== THE RECORDS ==

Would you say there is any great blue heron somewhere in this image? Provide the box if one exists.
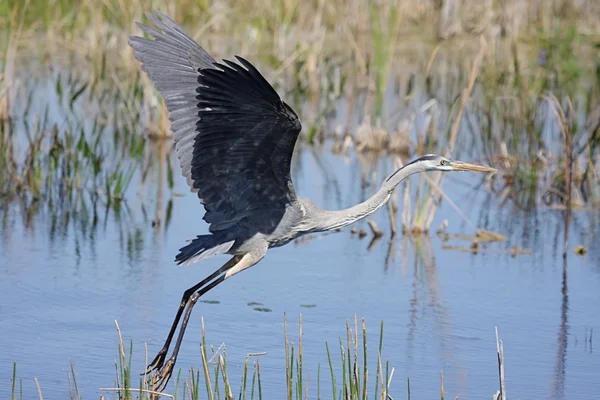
[129,10,496,391]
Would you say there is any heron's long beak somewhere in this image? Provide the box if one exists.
[451,160,497,173]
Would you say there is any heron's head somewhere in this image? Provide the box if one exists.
[412,154,496,173]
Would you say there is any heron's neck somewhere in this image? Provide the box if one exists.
[307,161,428,232]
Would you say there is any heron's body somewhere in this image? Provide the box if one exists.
[181,186,395,265]
[128,10,496,392]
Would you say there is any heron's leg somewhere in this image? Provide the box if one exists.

===

> [REQUIRED ACTION]
The data must be reproduced exactly, and no picture may appear in the copy.

> [RESPONSE TO THIS TASK]
Would you say there is any great blue heron somewhere in this image? Provide the box if one exists.
[129,10,496,391]
Would you say there is any heron's long beak somewhere in this image? Provide the box if one exists.
[451,160,497,173]
Would you say there is any heron's head somewhere in this image? Provide the box if one exists.
[412,154,496,173]
Would you say there is any heron's neck somewhere in this image? Provide the box if one exists.
[307,161,428,232]
Would you say there is any heron's body somewhere in this image? Provide the box if one exists.
[181,186,395,265]
[128,10,496,392]
Would you say there is any heron's leg somewhere in this image? Provide the box if one exists.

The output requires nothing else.